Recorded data
┄┄┄┄┄┄┄┄┄┄

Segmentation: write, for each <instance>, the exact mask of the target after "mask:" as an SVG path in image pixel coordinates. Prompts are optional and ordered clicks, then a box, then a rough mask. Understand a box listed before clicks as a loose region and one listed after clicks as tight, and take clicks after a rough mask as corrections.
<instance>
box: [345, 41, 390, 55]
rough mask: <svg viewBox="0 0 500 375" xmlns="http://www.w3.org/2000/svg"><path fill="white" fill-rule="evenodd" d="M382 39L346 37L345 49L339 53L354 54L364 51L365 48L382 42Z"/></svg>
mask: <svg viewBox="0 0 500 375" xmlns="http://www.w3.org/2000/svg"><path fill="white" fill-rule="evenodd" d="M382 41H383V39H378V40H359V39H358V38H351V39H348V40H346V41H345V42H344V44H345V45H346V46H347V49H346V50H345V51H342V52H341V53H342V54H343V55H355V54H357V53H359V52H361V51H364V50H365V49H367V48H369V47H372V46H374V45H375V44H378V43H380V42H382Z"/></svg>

┄┄┄┄┄┄┄┄┄┄

**Work task**
The lines to return begin at the first line of the records and end at the line holding "box: [345, 41, 390, 55]"; please return them exactly, including both, and nothing beyond.

**Written reply**
Segmentation: write, for each <instance>, the exact mask of the target after "mask:" as an SVG path in image pixel coordinates. Prompts are optional and ordered clicks, then a box, then a rough mask. Understand a box listed before clicks as a loose region and one listed after clicks as tight, and take clicks after a rough mask as corrections.
<instance>
box: [345, 41, 390, 55]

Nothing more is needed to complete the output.